- Fragment tekstu:
>>>
# Uwłaszczenie nomenklatury



## bruno321

Dzień dobry,

trafiłem do tego wyrażenia czytając artykuł w gazecie. Nie znałem tego pojęcia, ale ma artykuł na Wikipedzie. Jak by się przetłumaczył na angielski?

Dziękuję bardzo.


----------



## Ben Jamin

bruno321 said:


> Dzień dobry,
> 
> trafiłem do tego wyrażenia czytając artykuł w gazecie. Nie znałem tego pojęcia, ale ma artykuł na Wikipedzie. Jak by się przetłumaczył na angielski?
> 
> Dziękuję bardzo.


Trudno przetłumaczyć to na angielski. Uwłaszczenie to przekazanie komuś własności (transfer of property), stosowane po raz pierwszy w XIX wieku, kiedy chłopi (paesants) „dostali” uprawianą przez siebie ziemię na własność. Faktycznie dostali nie za darmo.
<<<
- Wiersze:
>>>
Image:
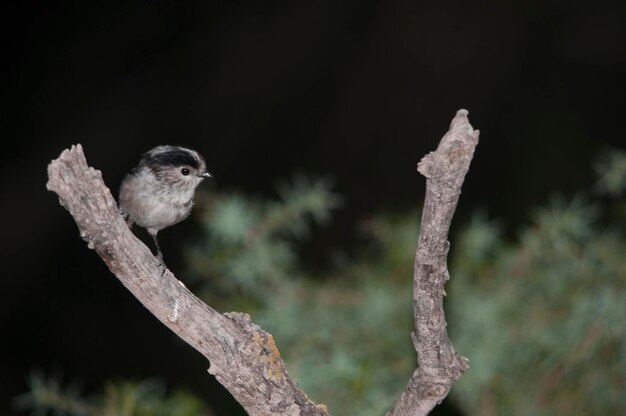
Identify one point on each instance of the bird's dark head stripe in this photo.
(172, 157)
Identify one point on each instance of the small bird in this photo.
(159, 191)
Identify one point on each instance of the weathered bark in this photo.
(242, 356)
(439, 365)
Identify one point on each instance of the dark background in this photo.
(359, 91)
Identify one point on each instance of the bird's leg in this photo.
(159, 253)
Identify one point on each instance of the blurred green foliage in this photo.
(541, 317)
(47, 395)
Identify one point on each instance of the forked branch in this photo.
(242, 356)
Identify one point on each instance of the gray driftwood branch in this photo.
(242, 356)
(439, 365)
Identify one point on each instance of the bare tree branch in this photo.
(242, 356)
(439, 365)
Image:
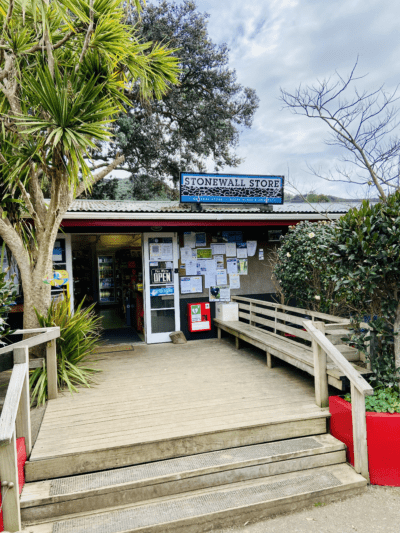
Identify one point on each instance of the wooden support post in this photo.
(359, 432)
(320, 375)
(51, 364)
(10, 496)
(23, 420)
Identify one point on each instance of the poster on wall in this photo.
(243, 267)
(234, 281)
(251, 248)
(186, 254)
(220, 293)
(161, 291)
(189, 239)
(218, 249)
(230, 248)
(231, 266)
(159, 276)
(155, 252)
(204, 253)
(201, 239)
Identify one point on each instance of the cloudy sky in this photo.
(282, 43)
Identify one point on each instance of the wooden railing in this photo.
(322, 348)
(15, 421)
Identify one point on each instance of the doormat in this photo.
(120, 336)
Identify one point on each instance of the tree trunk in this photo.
(37, 295)
(396, 329)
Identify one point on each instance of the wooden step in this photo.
(283, 426)
(45, 500)
(218, 506)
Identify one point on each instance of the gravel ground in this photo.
(376, 510)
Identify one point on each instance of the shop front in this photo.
(143, 263)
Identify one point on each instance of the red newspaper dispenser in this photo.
(199, 317)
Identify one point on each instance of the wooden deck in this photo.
(166, 400)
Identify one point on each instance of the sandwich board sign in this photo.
(230, 189)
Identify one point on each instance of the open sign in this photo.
(160, 275)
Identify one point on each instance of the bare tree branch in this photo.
(100, 175)
(362, 126)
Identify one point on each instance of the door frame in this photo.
(152, 338)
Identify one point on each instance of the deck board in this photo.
(170, 391)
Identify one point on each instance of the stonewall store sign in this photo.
(230, 189)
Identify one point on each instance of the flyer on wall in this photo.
(243, 267)
(220, 293)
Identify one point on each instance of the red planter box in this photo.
(383, 440)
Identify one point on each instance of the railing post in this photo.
(10, 492)
(51, 365)
(359, 432)
(320, 375)
(23, 420)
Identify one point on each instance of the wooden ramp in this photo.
(182, 438)
(162, 401)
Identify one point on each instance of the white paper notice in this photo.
(221, 277)
(191, 268)
(155, 252)
(167, 251)
(231, 265)
(211, 266)
(230, 248)
(191, 285)
(218, 249)
(185, 285)
(220, 293)
(189, 239)
(186, 254)
(197, 284)
(251, 248)
(234, 281)
(219, 261)
(209, 279)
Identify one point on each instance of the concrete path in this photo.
(375, 511)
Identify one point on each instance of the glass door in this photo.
(161, 286)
<<<
- Polecenie: Poprowadź dalej wątek forum o tłumaczeniu wyrażenia „uwłaszczenie nomenklatury”. Zacznij od miejsca tuż po ostatnim zdaniu.

- Wynik końcowy:
„Nomenklatura”* to warstwa rządząca w kraju o ustroju jednopartyjnym (ruling elite in a country ruled by one party), albo w kraju o partii dominującej. Elita ta tworzona jest przez rządzącą partię z wiernych sobie obywateli.

 „Uwłaszczenie nomenklatury” nastąpiło w krajach dawnego ZSRR (Soviet Union) po upadku komunizmu. Członkowie byłej elity kupili za bezcen (almost for nothing) kopalnie, fabryki, ziemię i inne dobra.

Obecnie rządząca partia w Polsce lansuje pogląd, że to samo nastąpiło w Polsce, ale sprawa jest bardzo sporna.

* Rozwój znaczenie słowa „Nomenklatura” to "lista nazw"  (terminology) -> "lista nazwisk osób" -> "lista nazwisk osób uprzywilejowanych"


----------



## bruno321

Dziękuję za wytłumaczenie! Byłbym bardzo wdzięczny jeżeli ktoś by znalazł jakieś krótkie wyrażenie po angielsku dla tego pojęcia.


----------



## jasio

Ben Jamin said:


> „Uwłaszczenie nomenklatury” nastąpiło w krajach dawnego ZSRR (Soviet Union) po upadku komunizmu. Członkowie byłej elity kupili za bezcen (almost for nothing) kopalnie, fabryki, ziemię i inne dobra.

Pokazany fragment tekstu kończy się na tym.